• Given exercise:
Restate the records in their entirety, word for word.

*** Data to use

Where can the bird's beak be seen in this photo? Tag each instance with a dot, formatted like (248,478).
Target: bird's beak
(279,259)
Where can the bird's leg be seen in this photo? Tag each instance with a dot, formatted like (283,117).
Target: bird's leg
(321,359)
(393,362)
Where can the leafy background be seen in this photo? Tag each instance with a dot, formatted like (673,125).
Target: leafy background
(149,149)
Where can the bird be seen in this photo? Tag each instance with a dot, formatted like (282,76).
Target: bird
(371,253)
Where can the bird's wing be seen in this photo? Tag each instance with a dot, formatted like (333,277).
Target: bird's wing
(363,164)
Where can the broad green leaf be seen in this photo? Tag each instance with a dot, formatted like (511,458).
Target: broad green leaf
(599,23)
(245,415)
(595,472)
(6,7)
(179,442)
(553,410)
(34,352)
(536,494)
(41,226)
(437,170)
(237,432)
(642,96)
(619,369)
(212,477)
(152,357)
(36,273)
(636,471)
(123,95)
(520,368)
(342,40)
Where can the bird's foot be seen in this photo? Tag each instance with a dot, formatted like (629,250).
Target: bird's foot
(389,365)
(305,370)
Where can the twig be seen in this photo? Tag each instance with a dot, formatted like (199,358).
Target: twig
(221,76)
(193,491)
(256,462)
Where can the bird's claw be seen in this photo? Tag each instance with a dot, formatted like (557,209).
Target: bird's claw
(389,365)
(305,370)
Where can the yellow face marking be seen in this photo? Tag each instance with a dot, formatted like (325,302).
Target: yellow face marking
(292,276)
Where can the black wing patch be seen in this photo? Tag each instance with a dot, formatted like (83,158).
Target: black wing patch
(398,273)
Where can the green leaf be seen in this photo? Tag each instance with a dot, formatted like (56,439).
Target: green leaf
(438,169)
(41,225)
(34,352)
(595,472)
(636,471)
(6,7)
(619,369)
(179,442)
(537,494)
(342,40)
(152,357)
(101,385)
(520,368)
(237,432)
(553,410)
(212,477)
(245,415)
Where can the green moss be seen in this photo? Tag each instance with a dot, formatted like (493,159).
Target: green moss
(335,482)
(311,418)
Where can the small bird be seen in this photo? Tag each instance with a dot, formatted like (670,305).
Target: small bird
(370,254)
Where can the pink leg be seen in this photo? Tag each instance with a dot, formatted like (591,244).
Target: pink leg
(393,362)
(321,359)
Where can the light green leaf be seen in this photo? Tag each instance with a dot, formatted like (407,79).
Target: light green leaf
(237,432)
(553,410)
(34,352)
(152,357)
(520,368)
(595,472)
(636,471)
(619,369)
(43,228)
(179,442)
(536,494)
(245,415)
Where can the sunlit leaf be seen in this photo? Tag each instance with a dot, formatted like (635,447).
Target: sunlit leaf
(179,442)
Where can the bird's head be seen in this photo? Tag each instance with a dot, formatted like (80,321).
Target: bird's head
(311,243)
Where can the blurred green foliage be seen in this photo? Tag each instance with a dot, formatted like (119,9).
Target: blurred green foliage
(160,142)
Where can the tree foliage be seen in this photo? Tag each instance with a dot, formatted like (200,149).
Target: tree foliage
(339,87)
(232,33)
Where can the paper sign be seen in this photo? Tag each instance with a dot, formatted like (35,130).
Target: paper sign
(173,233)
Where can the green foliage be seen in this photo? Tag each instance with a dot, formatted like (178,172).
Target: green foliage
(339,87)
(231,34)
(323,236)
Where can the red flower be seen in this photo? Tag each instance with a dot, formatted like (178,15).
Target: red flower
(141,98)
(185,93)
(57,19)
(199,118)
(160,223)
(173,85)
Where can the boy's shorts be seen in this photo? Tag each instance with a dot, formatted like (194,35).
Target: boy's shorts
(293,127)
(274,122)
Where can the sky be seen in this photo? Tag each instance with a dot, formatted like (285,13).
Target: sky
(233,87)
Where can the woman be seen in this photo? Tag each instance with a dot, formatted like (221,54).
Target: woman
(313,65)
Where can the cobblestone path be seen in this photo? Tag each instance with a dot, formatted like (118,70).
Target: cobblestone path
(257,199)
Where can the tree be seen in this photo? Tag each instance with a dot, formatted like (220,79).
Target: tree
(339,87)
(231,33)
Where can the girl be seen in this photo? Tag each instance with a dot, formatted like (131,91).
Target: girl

******

• Full answer:
Where can the bird's beak be seen in this photo? Tag each instance with a dot, formatted like (248,478).
Target: bird's beak
(279,259)
Where can the bird's leg be seen in this photo? Tag each instance with a dot, formatted like (283,117).
Target: bird's leg
(321,359)
(393,362)
Where can the leafy background be seen in this photo? Tag each instance with a dot, formatted like (673,125).
Target: leafy background
(149,149)
Where can the bird be seen in this photo? Tag each instance with a dot, formatted like (282,76).
Target: bird
(371,253)
Where can the bird's wing be seen in this photo? Tag each instance with a dot, formatted like (333,277).
Target: bird's wing
(363,164)
Where can the broad green leaf be seen in this photo? Tag each instance with a dot, formatted like (511,458).
Target: broad green leaf
(599,23)
(245,415)
(595,472)
(6,7)
(179,442)
(553,410)
(34,352)
(536,494)
(41,226)
(437,170)
(237,432)
(642,96)
(619,369)
(212,477)
(152,357)
(36,273)
(636,471)
(123,95)
(520,368)
(342,40)
Where can the bird's foot be seen in this photo? Tag each instance with a dot, formatted like (629,250).
Target: bird's foot
(389,365)
(305,370)
Where can the twig be seen in this photo? Tag each instance with a dot, formatted like (199,358).
Target: twig
(221,76)
(193,491)
(256,462)
Where can the bird's claw be seen in this photo? Tag each instance with a dot, formatted like (557,209).
Target: bird's claw
(389,365)
(305,370)
Where can the yellow face marking be seen in this photo? Tag each instance with a dot, formatted like (325,302).
Target: yellow face marking
(292,276)
Where can the black wing patch be seen in this photo? Tag each instance with a dot, formatted like (83,158).
Target: black wing patch
(398,273)
Where can the green leaf be seen in this photo? Tag each instance with a dot, formatted like (56,439).
Target: green leaf
(438,169)
(41,225)
(34,352)
(595,472)
(636,471)
(6,7)
(619,369)
(179,442)
(537,494)
(342,40)
(152,357)
(101,385)
(520,368)
(237,432)
(553,410)
(212,477)
(245,415)
Where can the green moss be seen in this photo? Tag each instance with a dot, formatted like (493,159).
Target: green moss
(335,482)
(311,418)
Where can the small bird be seen in this photo? Tag each instance with a dot, formatted like (670,305).
Target: small bird
(370,254)
Where can the pink leg be seen in this photo? Tag each instance with a dot, formatted like (591,244).
Target: pink leg
(393,362)
(321,359)
Where can the light green leaf be seen in this photo? Tag each instance with a dot, formatted like (407,79).
Target: light green leaf
(237,432)
(553,410)
(34,352)
(152,357)
(520,368)
(595,472)
(636,471)
(619,369)
(43,228)
(179,442)
(536,494)
(245,415)
Where can the sunlit leaf be seen in this photo? Tag each instance with a dot, formatted like (635,447).
Target: sunlit leaf
(179,442)
Where can the bird's head be seen in this photo? Tag each instance with a dot, formatted like (80,321).
Target: bird's head
(311,243)
Where can the blurred green foliage be seen in this photo? Tag each instance with a dot, formatted like (119,9).
Target: blurred green foliage
(160,142)
Where can the tree foliage be seen in this photo? Tag each instance with a dot, formatted like (200,149).
Target: tree foliage
(339,87)
(232,33)
Where can the paper sign be seen in this photo? Tag each instance with a dot, formatted like (35,130).
Target: paper sign
(173,233)
Where can the green foliage be seen in this photo? Tag each instance with a dot, formatted like (178,172).
Target: green foliage
(339,87)
(231,34)
(323,236)
Where can the red flower be seen in this photo? Tag each instance with a dot, formatted like (178,15).
Target: red flower
(141,98)
(185,93)
(57,19)
(199,118)
(160,223)
(173,85)
Where can the boy's shorts be seen in this photo? Tag each instance with a dot, formatted like (194,35).
Target: boy's shorts
(293,127)
(274,122)
Where can the sky be seen in this photo? Tag each instance with a dot, formatted like (285,13).
Target: sky
(233,87)
Where can the woman be seen in this photo? Tag each instance with a dot, formatted like (221,54).
Target: woman
(313,65)
Where can the cobblestone path be seen in this photo? Tag each instance with a dot, formatted like (118,70).
Target: cobblestone path
(257,199)
Where can the tree be seen in this photo? Tag each instance with a dot, formatted like (220,79).
Target: tree
(339,87)
(231,33)
Where can the girl be seen in this photo? Tag each instance with a dot, formatted like (131,91).
Target: girl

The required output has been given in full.